WHAT TO PRODUCE »
Copy the lines below word for word, keeping every character unchanged.
* Begin *
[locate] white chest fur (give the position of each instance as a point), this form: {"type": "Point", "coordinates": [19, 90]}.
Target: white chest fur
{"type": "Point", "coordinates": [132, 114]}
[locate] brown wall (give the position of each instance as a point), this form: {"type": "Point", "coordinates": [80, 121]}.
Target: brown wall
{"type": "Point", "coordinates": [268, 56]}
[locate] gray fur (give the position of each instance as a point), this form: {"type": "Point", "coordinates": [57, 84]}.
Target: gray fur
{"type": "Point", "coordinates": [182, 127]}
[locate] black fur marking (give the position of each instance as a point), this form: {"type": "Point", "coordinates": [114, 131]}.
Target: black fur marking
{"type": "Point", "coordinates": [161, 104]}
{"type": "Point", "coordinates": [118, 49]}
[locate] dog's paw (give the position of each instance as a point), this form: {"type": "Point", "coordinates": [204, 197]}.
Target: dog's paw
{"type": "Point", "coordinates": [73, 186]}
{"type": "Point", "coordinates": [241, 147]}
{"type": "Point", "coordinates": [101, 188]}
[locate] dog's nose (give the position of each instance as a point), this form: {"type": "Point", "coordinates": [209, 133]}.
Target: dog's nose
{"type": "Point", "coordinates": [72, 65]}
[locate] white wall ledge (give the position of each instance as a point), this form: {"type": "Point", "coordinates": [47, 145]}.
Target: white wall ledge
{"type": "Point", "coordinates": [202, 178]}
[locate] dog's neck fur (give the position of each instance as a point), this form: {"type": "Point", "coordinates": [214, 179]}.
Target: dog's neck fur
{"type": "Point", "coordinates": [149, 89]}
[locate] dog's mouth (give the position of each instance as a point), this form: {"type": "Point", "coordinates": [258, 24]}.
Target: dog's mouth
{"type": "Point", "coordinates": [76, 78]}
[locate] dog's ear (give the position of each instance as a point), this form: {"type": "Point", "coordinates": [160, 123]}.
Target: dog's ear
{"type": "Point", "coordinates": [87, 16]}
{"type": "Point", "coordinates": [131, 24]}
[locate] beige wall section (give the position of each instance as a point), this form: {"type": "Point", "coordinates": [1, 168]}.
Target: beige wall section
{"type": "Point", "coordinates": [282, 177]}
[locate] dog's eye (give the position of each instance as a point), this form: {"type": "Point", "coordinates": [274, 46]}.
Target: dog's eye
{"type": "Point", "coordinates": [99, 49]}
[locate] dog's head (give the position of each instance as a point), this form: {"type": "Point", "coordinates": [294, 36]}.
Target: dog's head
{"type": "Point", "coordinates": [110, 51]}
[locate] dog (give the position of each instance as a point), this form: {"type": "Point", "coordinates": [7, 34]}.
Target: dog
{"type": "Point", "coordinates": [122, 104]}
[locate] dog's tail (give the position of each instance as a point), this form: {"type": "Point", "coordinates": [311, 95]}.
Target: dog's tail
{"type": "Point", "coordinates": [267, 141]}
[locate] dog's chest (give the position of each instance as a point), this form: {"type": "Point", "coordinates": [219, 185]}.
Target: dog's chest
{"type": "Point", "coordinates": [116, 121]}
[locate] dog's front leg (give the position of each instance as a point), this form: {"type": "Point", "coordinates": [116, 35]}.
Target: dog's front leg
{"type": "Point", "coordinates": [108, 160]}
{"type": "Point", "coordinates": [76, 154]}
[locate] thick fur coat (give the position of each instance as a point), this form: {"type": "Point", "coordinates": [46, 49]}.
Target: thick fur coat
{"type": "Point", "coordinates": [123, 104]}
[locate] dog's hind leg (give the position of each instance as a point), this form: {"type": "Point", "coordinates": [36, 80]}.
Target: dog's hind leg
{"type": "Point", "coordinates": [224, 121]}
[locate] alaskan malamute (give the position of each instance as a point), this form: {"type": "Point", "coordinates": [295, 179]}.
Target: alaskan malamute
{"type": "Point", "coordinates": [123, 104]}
* End *
RESPONSE TO THIS EXERCISE »
[locate] white chest fur (give the position of each instance as a point), this form: {"type": "Point", "coordinates": [19, 90]}.
Target: white chest fur
{"type": "Point", "coordinates": [132, 114]}
[locate] brown wall (give the position of each instance as a point), this form: {"type": "Point", "coordinates": [80, 121]}.
Target: brown wall
{"type": "Point", "coordinates": [268, 56]}
[locate] gray fur (give the position of each instance as a point), this form: {"type": "Point", "coordinates": [57, 84]}.
Target: gray fur
{"type": "Point", "coordinates": [182, 127]}
[locate] black fur marking (give the position of each instance as a point), this form: {"type": "Point", "coordinates": [114, 131]}.
Target: black fur marking
{"type": "Point", "coordinates": [161, 104]}
{"type": "Point", "coordinates": [118, 49]}
[locate] dog's paw (give the position of each instance as a point), this form: {"type": "Point", "coordinates": [204, 197]}.
Target: dog's paw
{"type": "Point", "coordinates": [73, 186]}
{"type": "Point", "coordinates": [241, 147]}
{"type": "Point", "coordinates": [101, 188]}
[locate] dog's nose (give the position of each instance as a point), this form: {"type": "Point", "coordinates": [209, 133]}.
Target: dog's nose
{"type": "Point", "coordinates": [72, 65]}
[locate] white wall ledge (give the position of each instance as a point), this form: {"type": "Point", "coordinates": [47, 145]}.
Target: white wall ledge
{"type": "Point", "coordinates": [202, 178]}
[locate] dog's neck fur (give the position of each instance as a point), this form: {"type": "Point", "coordinates": [214, 179]}.
Target: dog's neck fur
{"type": "Point", "coordinates": [149, 89]}
[locate] dog's mouth (give the position of each instance as a point), this form: {"type": "Point", "coordinates": [258, 24]}.
Target: dog's mouth
{"type": "Point", "coordinates": [76, 78]}
[locate] dog's ear (give the position of each instance as a point), this form: {"type": "Point", "coordinates": [160, 123]}.
Target: dog's ear
{"type": "Point", "coordinates": [87, 16]}
{"type": "Point", "coordinates": [131, 24]}
[locate] beige wall section (give the position of each instance as a point), this form: {"type": "Point", "coordinates": [1, 168]}.
Target: beige wall section
{"type": "Point", "coordinates": [282, 177]}
[locate] dog's eye (give the position of each instance as a point), this form: {"type": "Point", "coordinates": [274, 46]}.
Target: dog's eye
{"type": "Point", "coordinates": [99, 49]}
[locate] dog's head (give the position of each instance as a point), this form: {"type": "Point", "coordinates": [294, 36]}.
Target: dog's head
{"type": "Point", "coordinates": [110, 51]}
[locate] dog (give the position of each instance as a point), this form: {"type": "Point", "coordinates": [7, 34]}.
Target: dog
{"type": "Point", "coordinates": [122, 104]}
[locate] dog's tail (give the position of each instance as a point), this form: {"type": "Point", "coordinates": [311, 95]}.
Target: dog's tail
{"type": "Point", "coordinates": [267, 141]}
[locate] dog's chest (give the position of each instance as a point), this form: {"type": "Point", "coordinates": [219, 185]}.
Target: dog's chest
{"type": "Point", "coordinates": [116, 121]}
[locate] dog's front leg (give the position of each instance as a point), this form: {"type": "Point", "coordinates": [116, 35]}.
Target: dog's front leg
{"type": "Point", "coordinates": [108, 160]}
{"type": "Point", "coordinates": [76, 154]}
[locate] thick fur coat (give the position of each instance as a point), this form: {"type": "Point", "coordinates": [46, 49]}.
Target: thick fur coat
{"type": "Point", "coordinates": [123, 104]}
[locate] dog's hind leg (give the position of each instance as a point), this form: {"type": "Point", "coordinates": [36, 80]}.
Target: dog's hind leg
{"type": "Point", "coordinates": [224, 121]}
[locate] alaskan malamute (give the position of each instance as a point), this form: {"type": "Point", "coordinates": [295, 179]}.
Target: alaskan malamute
{"type": "Point", "coordinates": [123, 104]}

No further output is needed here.